The only relevant email response I got was a usual automatic "on vacation" reply from MIT lawyer Jason Baletsa . See bottom email in email history. (You'll hear more about MIT lawyer Jason Baletsa, as well as MIT President Rafael Reif , later in Dr. Thresher v. MIT President Reif et MIT Lawyers, where Baletsa played a key role in covering up Reif's involvement in corruptly taking money from convicted child sex offender and trafficker Jeffrey Epstein , and in Dr. Thresher v. MIT Lawyer Baletsa, a national security case in preparation where leftist Baletsa hacked email accounts of major defense contractor MIT, including mine.)

The fix to MIT Admissions' security vulnerability that I explained to MIT would have been quick and inexpensive. I even offered to do this work myself; I'd already done most of the work by figuring it out and explaining it to them. It was foolish to do anything else but the fix.

Instead, MIT's response was that a few days after (December 5) my MIT Admissions spoof webpage email announcement, I received a threatening email from the webhoster I used for the website, Amazon Web Services (actually, AWS didn't do the webhosting per se, just rented me the cloud computer that I set up to do webhosting). The email threatened to turn off my website if I did not answer the charges made by MIT within 24 hours. See first email of email history, noting that for clarity the email history is from oldest at top to newest at bottom but that each email would have contained all the earlier emails as its included history, with newest at top, oldest at bottom.

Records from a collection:
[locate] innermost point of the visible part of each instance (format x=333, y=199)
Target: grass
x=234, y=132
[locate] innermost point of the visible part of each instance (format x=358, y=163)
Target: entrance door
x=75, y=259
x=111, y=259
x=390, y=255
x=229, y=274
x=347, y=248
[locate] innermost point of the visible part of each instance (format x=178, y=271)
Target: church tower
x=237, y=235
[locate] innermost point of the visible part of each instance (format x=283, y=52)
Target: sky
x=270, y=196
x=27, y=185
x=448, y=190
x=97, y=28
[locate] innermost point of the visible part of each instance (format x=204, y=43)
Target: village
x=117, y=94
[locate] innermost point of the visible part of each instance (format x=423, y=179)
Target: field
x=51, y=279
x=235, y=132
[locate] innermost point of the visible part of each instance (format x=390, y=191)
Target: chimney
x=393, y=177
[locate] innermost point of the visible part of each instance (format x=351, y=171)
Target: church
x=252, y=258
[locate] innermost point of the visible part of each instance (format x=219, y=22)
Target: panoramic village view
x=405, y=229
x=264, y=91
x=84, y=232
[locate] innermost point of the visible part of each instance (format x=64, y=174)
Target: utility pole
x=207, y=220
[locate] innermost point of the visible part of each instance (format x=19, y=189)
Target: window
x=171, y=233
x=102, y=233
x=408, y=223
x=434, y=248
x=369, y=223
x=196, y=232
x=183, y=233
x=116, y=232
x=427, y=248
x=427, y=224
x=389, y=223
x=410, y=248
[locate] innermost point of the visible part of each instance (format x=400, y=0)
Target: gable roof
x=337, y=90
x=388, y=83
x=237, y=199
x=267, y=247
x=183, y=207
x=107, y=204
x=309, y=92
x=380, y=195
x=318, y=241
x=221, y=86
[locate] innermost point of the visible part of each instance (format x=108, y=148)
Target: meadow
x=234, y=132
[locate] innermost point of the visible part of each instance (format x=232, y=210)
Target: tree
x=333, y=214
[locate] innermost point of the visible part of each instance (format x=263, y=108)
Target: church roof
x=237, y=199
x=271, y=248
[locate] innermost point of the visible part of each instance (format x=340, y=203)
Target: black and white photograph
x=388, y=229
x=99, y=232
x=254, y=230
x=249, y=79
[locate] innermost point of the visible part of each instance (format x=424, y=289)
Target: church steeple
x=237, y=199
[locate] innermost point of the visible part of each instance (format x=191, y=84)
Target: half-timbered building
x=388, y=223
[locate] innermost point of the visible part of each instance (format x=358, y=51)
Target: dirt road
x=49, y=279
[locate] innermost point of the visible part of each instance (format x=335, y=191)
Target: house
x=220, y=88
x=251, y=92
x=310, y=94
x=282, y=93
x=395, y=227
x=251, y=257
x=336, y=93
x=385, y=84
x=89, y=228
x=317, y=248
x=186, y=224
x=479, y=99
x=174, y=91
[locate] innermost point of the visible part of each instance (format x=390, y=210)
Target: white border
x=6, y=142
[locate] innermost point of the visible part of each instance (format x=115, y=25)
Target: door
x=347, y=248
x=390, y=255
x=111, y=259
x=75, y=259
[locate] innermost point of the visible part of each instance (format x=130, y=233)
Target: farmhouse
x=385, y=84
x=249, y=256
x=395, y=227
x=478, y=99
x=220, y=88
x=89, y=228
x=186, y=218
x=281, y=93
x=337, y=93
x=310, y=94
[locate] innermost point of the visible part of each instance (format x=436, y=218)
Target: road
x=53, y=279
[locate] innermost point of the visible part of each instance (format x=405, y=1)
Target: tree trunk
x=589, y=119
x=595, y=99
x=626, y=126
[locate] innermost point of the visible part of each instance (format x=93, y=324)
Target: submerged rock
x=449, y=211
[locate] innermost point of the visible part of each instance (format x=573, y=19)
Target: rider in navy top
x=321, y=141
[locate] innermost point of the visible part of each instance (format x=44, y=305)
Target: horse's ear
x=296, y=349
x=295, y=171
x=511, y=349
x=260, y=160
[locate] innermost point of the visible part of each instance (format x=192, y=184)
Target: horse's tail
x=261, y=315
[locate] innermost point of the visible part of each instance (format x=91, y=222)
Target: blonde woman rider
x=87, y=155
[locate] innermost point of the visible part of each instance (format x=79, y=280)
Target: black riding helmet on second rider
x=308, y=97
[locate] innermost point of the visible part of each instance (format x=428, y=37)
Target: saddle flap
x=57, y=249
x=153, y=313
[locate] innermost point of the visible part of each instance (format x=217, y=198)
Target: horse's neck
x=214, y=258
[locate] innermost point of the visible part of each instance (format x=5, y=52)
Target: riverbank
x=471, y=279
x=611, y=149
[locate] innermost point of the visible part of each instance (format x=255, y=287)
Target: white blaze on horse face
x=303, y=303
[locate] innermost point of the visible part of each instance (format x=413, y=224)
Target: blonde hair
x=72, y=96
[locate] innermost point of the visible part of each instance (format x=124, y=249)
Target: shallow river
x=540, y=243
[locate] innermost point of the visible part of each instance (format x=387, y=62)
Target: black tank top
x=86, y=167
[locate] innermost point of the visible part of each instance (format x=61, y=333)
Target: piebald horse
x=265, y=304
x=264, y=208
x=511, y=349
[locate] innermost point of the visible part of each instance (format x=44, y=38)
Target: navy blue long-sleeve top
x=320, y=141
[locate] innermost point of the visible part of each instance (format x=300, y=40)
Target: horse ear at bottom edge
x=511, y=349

REQUIRED TASKS:
(a) Reproduce the MIT Admissions passage between "Instead, MIT's response" and "oldest at bottom.", inclusive.
(b) Write the next part of the MIT Admissions passage, picking up after its last sentence.

WRITTEN ANSWERS:
(a)
Instead, MIT's response was that a few days after (December 5) my MIT Admissions spoof webpage email announcement, I received a threatening email from the webhoster I used for the website, Amazon Web Services (actually, AWS didn't do the webhosting per se, just rented me the cloud computer that I set up to do webhosting). The email threatened to turn off my website if I did not answer the charges made by MIT within 24 hours. See first email of email history, noting that for clarity the email history is from oldest at top to newest at bottom but that each email would have contained all the earlier emails as its included history, with newest at top, oldest at bottom.

(b)
The copyright (DMCA = Digital Millennium Copyright Act) charges MIT made against me were
The websites and their URLS [sic] — admissions-mit.org, mit-admissions.net, alum-mit.org — are infiging [sic] on MIT's trademarks both in their URLs and on the websites' use of MIT's official seal and images of the campus.
The MIT official making these legal charges was Peter Bebergal of the MIT Technology Licensing Office, clearly at the direction of the above MIT lawyers. You would think that to make such legal charges Bebergal himself should be a lawyer or have some legal training or at least not be a criminal. But no, Peter Bebergal is an admitted former(?) long-time drug addict, a failed divinity student, a failed writer (mostly and absurdly about how he was a drug addict for religious reasons so he's special), and a political correctness activist.

Working in the MIT administration (as yet another non-MIT alum) is a perfect refuge for Peter Bebergal's ilk. MIT administration jobs have good pay and benefits but require little work — one of the main reasons MIT tuition is so high — leaving employees plenty of time on the job to work on what they really want to do but can't make a living at, like writing (badly). It's also an opportunity to enforce political correctness.

I quickly wrote an overwhelming refutation of these charges using some very compelling points including: Because it was so easy to refute the charges, as the MIT lawyers knew, I also pointed out that MIT did not make these charges in good faith and so had perjured itself. In their statement of charges, MIT, via Peter Bebergal , swore
I am providing this notice in good faith and with the reasonable belief that rights MIT's rights [sic] are being infringed.

Under penalty of perjury I certify that the information contained in the notification is both true and accurate, and I have the authority to act on behalf of the owner of the copyright(s) and trademarks involved.
This makes the MIT lawyers who instituted these charges — Mark DiVincenzo , Jason Baletsa , Jaren Wilcoxson — and Peter Bebergal perjurers.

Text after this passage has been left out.